§ **Assignment**: Each entry that follows must be output without any deviation.

§ **Information shown**:
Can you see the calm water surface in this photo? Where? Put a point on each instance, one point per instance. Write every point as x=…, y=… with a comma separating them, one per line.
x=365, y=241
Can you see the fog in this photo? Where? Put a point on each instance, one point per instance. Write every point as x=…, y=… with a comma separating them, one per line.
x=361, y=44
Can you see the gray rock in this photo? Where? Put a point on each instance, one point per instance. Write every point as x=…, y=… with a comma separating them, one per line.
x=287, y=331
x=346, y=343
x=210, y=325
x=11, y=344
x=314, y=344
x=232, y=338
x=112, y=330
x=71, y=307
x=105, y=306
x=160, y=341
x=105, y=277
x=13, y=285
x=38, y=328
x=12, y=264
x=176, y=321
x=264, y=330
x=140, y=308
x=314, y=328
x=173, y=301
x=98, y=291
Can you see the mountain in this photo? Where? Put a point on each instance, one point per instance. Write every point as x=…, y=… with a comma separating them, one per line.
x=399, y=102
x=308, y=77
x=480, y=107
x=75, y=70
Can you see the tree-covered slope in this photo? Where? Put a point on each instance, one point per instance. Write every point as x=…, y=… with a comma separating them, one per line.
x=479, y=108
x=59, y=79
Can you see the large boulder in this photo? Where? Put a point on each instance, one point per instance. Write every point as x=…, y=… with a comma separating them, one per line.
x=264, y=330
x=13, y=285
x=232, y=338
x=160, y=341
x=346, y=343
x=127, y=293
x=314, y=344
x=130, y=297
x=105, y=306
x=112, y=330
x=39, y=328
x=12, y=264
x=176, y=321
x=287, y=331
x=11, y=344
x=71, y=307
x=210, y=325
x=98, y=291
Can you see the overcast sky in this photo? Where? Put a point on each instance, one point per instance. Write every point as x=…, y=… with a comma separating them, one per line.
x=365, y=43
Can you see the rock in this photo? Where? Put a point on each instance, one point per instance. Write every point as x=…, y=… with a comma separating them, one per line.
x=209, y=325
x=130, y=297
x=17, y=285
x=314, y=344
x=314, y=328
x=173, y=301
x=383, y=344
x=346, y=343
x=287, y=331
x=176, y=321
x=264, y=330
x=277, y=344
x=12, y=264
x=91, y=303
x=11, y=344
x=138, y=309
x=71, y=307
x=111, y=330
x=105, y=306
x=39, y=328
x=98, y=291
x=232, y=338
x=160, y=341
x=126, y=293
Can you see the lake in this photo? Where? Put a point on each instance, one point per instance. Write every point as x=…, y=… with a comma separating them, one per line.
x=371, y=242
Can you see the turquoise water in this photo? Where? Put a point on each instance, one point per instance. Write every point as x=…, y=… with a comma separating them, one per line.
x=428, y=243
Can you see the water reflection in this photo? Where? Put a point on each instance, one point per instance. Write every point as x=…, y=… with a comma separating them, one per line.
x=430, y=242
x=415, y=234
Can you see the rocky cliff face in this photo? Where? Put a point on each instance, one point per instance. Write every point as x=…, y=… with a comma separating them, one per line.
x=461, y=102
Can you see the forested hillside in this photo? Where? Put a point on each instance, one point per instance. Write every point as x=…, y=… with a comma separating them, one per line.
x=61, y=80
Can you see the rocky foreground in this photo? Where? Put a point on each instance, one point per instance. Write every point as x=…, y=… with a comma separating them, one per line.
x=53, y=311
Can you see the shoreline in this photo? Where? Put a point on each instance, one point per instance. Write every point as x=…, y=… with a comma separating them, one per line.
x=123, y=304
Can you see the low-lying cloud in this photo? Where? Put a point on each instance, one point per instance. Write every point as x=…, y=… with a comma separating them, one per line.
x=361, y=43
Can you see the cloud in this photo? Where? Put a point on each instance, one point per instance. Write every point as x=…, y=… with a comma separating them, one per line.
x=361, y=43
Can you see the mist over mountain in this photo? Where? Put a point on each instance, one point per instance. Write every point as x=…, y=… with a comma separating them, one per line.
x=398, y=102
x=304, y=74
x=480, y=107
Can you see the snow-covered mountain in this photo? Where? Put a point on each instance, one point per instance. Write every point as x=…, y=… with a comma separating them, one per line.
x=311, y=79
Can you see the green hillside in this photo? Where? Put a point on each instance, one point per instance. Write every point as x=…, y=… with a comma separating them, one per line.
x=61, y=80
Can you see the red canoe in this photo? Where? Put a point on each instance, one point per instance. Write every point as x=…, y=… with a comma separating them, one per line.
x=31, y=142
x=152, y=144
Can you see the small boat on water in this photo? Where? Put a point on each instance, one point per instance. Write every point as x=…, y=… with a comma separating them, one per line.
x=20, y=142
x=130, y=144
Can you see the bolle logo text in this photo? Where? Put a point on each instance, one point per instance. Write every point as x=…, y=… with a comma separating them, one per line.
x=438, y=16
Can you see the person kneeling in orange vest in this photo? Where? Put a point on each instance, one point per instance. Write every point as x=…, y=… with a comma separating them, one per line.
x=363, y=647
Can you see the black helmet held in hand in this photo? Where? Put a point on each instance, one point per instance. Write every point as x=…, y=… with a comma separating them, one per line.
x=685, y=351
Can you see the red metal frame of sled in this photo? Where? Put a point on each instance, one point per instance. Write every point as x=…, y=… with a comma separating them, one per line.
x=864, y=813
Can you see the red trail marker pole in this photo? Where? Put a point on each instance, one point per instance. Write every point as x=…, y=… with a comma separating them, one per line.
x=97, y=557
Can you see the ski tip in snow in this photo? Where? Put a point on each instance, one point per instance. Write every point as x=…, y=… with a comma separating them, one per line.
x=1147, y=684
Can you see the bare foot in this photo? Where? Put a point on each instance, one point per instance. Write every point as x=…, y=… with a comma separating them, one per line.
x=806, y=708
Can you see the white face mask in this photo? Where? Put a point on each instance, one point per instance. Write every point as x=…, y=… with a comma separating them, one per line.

§ **Task result**:
Can you see the calm water surface in this photo? Where? Put a point on each instance, one point per instance. Write every point as x=…, y=… with a comma separating them, one per line.
x=365, y=241
Can you see the fog in this photo? Where? Put a point on each instance, one point per instance. Write every point as x=…, y=… with a comma separating them, one per line.
x=361, y=44
Can you see the gray rock in this photo? Where? Put a point on each instance, one point per instance. Write every point as x=…, y=… with a comma separating them, one per line.
x=287, y=331
x=346, y=343
x=210, y=325
x=11, y=344
x=314, y=344
x=232, y=338
x=112, y=330
x=71, y=307
x=105, y=306
x=160, y=341
x=105, y=277
x=13, y=285
x=38, y=328
x=12, y=264
x=176, y=321
x=264, y=330
x=140, y=308
x=314, y=328
x=173, y=301
x=98, y=291
Can you see the mountain in this photo? Where? Put a point on each instance, one point per instance. Write every point as x=…, y=… with a comma separating them, one per line.
x=399, y=102
x=308, y=77
x=480, y=107
x=75, y=70
Can you see the tree-covered slope in this photo? Where? Put a point on each instance, one point per instance. Write every point as x=…, y=… with a comma separating them, one per line.
x=479, y=108
x=59, y=79
Can you see the large boulder in this photo? Where? Put a point on each instance, one point per instance. Write every point as x=…, y=… with a comma separating them, one per line.
x=264, y=330
x=13, y=285
x=232, y=338
x=160, y=341
x=346, y=343
x=127, y=293
x=314, y=344
x=130, y=297
x=105, y=306
x=112, y=330
x=39, y=328
x=12, y=264
x=176, y=321
x=287, y=331
x=11, y=344
x=71, y=307
x=210, y=325
x=98, y=291
Can you see the overcast sky in this photo? Where? Put a point on each instance, one point per instance. Write every point as x=…, y=… with a comma separating them, one per line.
x=365, y=43
Can you see the rock in this photo? Where? Put a point on each instance, one point per instance. Write every point as x=…, y=… with a comma separating them, one per line.
x=209, y=325
x=130, y=297
x=17, y=285
x=314, y=344
x=314, y=328
x=173, y=301
x=383, y=344
x=346, y=343
x=287, y=331
x=176, y=321
x=264, y=330
x=277, y=344
x=12, y=264
x=91, y=303
x=11, y=344
x=138, y=309
x=71, y=307
x=111, y=330
x=105, y=306
x=39, y=328
x=98, y=291
x=232, y=338
x=160, y=341
x=126, y=293
Can you see the lake in this photo? Where? Put a point on each instance, one point per instance. Write every point as x=…, y=… with a comma separating them, one per line.
x=371, y=242
Can you see the turquoise water in this photo? Where? Put a point on each instance, one point per instance. Write every point as x=…, y=… with a comma separating them, one per line.
x=428, y=243
Can you see the water reflection in this photo? Where? Put a point on each instance, one point per instance. Write every point as x=…, y=… with a comma separating them, one per line.
x=430, y=242
x=415, y=234
Can you see the rocky cliff face in this photo? Where? Put a point on each instance, one point per instance. Write every point as x=…, y=… with a comma separating them, one per line.
x=461, y=102
Can you see the forested hillside in this photo? Where? Put a point on each instance, one point per instance. Write every point as x=…, y=… with a comma separating them, one per line.
x=61, y=80
Can you see the rocky foreground in this photo? Where? Put a point on each instance, one point per instance. Write every point as x=…, y=… with a comma separating them, one per line.
x=53, y=311
Can you see the shoreline in this photo? Where? Put a point on each instance, one point per instance. Write every point as x=…, y=… with a comma separating them, one per line.
x=123, y=304
Can you see the low-lying cloud in this photo? Where? Put a point on each instance, one point per instance. Write every point as x=…, y=… with a comma separating them, one per line.
x=361, y=43
Can you see the cloud in this photo? Where? Put a point on each instance, one point per instance. Write every point as x=…, y=… with a comma separating them, one per line.
x=361, y=43
Can you see the mist over mountain in this photo? Where? Put a point on each instance, one point per instance. Write every point as x=…, y=… with a comma separating them, one per line.
x=398, y=102
x=304, y=74
x=480, y=107
Can you see the snow-covered mountain in this photo? Where? Put a point on each instance, one point per instance. Write every point as x=…, y=… with a comma separating them, one per line.
x=311, y=79
Can you see the green hillside in this photo? Where? Put a point on each instance, one point per instance. Write every point as x=…, y=… with a comma separating them, one per line.
x=61, y=80
Can you see the red canoe in this photo? Where? Put a point on each instance, one point per instance. Write every point as x=…, y=… with a comma separating them, one per line.
x=31, y=142
x=152, y=144
Can you see the small boat on water in this photo? Where? Put a point on each instance, one point per instance. Write every point as x=…, y=… with a comma separating them, one per line.
x=20, y=142
x=130, y=144
Can you see the bolle logo text in this photo? Where? Put a point on each instance, one point per instance. Write every point as x=…, y=… with a comma separating them, one per line.
x=438, y=16
Can you see the person kneeling in orange vest in this photo? Where? Put a point on each instance, one point per instance. Write every point as x=…, y=… with a comma separating them, one per line.
x=363, y=647
Can you see the black helmet held in hand in this photo? Where? Put a point on each instance, one point per instance. Write every point as x=…, y=… with a comma separating them, one per line.
x=685, y=351
Can you see the red metal frame of sled in this photo? Where? Put a point on each instance, one point per instance. Write every point as x=…, y=… with a comma separating them, one per line.
x=864, y=813
Can you see the red trail marker pole in this photo? Where? Put a point on each instance, one point per instance. Write every point as x=…, y=… with a comma separating them, one per line.
x=97, y=557
Can you see the ski tip in snow in this photo? Where? Put a point on each instance, one point per instance. Write every point as x=…, y=… with a comma separating them, one per line.
x=1147, y=684
Can you see the bare foot in this photo? Where? Put a point on each instance, one point per instance. Write every point as x=…, y=… with a comma separating them, one per line.
x=806, y=708
Can you see the white face mask in this photo? Where? Put a point on each instance, one point per instance. Write every point as x=…, y=… with a comma separating them, one per line.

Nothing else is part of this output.